Data entries:
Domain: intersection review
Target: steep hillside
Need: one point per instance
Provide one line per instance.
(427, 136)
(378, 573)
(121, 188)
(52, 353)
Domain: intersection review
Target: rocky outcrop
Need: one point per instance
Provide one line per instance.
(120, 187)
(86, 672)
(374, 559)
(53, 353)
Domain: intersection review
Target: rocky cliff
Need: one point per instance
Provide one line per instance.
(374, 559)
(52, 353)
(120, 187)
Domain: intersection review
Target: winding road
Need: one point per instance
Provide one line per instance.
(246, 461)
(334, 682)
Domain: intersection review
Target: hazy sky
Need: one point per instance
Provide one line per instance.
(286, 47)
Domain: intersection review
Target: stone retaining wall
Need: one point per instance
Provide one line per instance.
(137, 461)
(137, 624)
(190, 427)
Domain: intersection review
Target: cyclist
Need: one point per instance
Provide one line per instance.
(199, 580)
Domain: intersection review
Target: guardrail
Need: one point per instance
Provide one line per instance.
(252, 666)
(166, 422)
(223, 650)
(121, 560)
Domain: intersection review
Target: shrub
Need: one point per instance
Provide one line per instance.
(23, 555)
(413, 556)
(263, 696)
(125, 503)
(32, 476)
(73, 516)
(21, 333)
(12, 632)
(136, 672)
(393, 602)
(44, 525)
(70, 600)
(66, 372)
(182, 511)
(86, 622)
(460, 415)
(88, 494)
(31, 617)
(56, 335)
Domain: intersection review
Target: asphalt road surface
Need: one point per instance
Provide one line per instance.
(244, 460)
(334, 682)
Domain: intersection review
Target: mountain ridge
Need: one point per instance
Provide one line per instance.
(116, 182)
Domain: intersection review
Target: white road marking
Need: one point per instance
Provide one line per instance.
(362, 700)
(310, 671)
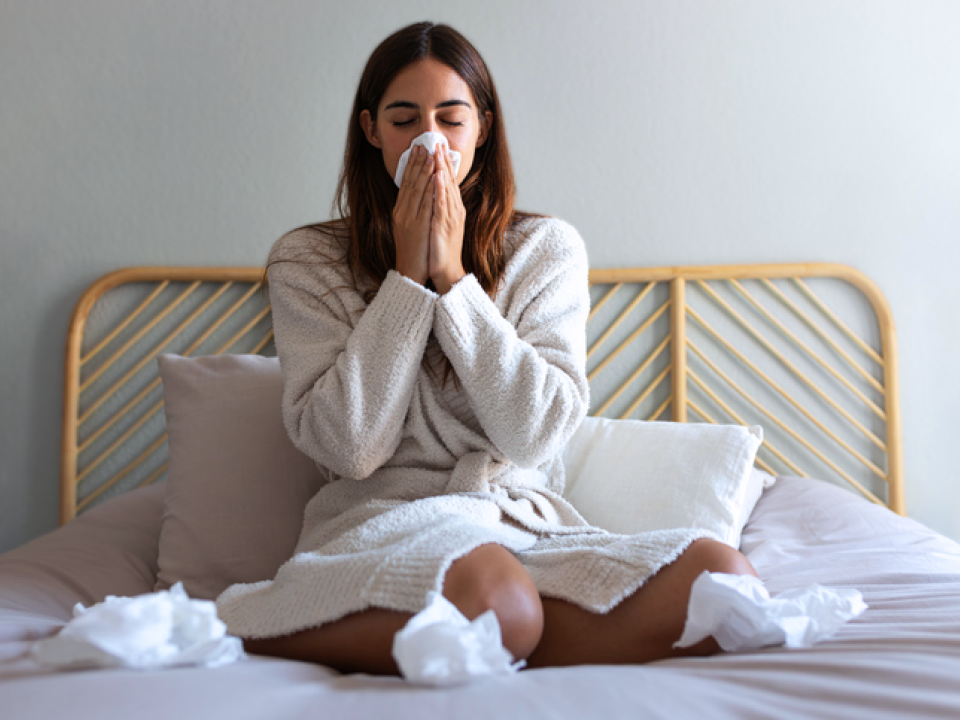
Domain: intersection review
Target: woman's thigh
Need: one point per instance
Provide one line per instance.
(644, 626)
(489, 577)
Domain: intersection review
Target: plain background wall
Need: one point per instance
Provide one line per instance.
(195, 132)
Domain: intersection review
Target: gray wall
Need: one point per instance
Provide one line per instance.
(682, 132)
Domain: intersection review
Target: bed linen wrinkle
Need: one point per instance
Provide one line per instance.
(900, 659)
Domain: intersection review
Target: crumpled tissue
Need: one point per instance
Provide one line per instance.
(739, 613)
(429, 140)
(146, 632)
(439, 646)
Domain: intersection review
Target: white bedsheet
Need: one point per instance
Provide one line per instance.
(901, 659)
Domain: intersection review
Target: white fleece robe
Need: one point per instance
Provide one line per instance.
(421, 473)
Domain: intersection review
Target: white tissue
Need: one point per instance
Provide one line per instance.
(429, 140)
(439, 646)
(739, 613)
(157, 630)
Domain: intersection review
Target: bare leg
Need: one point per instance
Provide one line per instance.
(644, 626)
(488, 577)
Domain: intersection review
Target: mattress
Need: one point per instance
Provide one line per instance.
(900, 659)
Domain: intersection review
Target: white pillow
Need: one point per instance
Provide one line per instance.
(628, 476)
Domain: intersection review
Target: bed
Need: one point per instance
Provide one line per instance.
(807, 351)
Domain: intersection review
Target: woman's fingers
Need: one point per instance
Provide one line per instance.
(411, 217)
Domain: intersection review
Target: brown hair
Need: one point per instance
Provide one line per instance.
(366, 194)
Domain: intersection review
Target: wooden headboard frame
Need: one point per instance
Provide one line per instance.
(642, 324)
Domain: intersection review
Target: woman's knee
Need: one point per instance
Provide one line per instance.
(715, 556)
(491, 578)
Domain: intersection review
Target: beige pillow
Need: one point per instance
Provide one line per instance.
(236, 485)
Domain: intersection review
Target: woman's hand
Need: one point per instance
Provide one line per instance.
(446, 226)
(412, 217)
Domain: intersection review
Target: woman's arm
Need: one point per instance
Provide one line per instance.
(524, 373)
(348, 380)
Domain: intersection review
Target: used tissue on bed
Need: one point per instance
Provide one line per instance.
(429, 140)
(739, 613)
(146, 632)
(439, 646)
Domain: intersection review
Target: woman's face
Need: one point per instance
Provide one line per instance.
(426, 96)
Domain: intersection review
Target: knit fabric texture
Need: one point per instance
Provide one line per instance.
(420, 470)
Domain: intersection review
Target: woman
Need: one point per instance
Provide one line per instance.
(432, 343)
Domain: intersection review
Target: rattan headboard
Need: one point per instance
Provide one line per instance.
(805, 350)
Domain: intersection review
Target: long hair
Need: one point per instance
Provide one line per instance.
(366, 194)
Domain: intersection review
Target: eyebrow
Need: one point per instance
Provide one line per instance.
(414, 106)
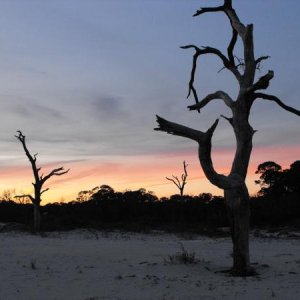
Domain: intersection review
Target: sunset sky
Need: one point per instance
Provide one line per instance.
(84, 80)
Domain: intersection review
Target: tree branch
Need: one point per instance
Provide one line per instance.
(175, 181)
(208, 50)
(45, 190)
(217, 95)
(55, 172)
(32, 160)
(25, 196)
(262, 83)
(260, 59)
(179, 130)
(278, 101)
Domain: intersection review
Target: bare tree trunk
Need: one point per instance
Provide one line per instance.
(39, 182)
(36, 217)
(244, 70)
(237, 202)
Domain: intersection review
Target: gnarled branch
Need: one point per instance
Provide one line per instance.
(214, 96)
(263, 82)
(179, 130)
(260, 59)
(278, 101)
(55, 172)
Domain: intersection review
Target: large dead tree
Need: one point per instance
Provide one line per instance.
(244, 71)
(38, 183)
(180, 183)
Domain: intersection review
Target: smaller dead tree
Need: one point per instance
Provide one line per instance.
(180, 183)
(39, 181)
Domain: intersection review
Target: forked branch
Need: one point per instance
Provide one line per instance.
(180, 183)
(278, 101)
(55, 172)
(215, 96)
(263, 82)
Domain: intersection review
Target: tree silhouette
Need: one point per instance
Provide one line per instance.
(270, 179)
(180, 183)
(39, 181)
(244, 70)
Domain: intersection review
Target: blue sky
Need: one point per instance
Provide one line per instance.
(84, 79)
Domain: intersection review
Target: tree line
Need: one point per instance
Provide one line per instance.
(277, 203)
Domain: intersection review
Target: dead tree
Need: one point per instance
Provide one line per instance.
(235, 189)
(180, 183)
(38, 183)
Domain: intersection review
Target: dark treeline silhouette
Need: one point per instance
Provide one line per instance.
(277, 204)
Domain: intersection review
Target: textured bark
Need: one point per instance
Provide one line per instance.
(180, 183)
(237, 202)
(36, 217)
(39, 182)
(235, 190)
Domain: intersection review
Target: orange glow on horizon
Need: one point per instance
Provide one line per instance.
(134, 172)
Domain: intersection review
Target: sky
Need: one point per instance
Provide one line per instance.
(84, 80)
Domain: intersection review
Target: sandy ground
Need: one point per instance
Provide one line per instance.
(87, 265)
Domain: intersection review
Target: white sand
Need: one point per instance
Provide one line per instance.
(94, 265)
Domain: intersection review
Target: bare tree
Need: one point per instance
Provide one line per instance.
(39, 181)
(180, 183)
(244, 70)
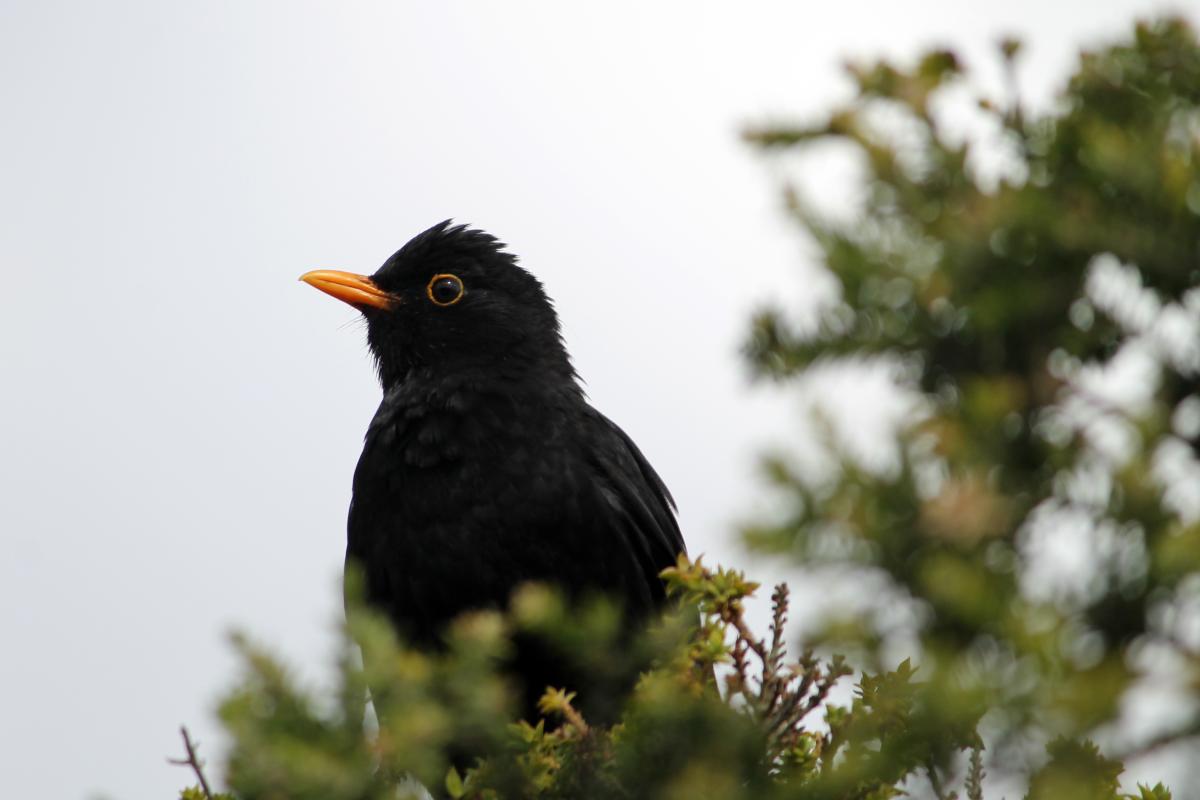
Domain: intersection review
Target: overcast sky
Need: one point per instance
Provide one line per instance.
(180, 417)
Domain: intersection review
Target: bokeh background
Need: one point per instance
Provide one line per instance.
(179, 417)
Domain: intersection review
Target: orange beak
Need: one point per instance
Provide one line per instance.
(355, 289)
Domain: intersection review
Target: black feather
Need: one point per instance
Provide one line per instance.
(485, 467)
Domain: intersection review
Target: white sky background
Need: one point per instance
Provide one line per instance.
(179, 417)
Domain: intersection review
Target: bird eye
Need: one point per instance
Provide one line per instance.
(444, 289)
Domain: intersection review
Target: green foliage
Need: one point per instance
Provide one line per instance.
(1006, 300)
(762, 738)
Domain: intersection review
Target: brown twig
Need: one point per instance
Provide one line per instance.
(192, 761)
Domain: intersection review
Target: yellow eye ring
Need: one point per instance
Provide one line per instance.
(445, 289)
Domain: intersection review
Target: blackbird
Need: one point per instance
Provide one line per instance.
(485, 467)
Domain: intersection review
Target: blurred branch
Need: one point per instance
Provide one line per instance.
(192, 761)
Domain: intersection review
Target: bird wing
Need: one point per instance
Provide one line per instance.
(636, 501)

### What the task asks
Using the records above, filter out every line that lacks the string "tissue" and copy the rest.

### Exercise solution
Target: crumpled tissue
Target: white tissue
Target: used tissue on bed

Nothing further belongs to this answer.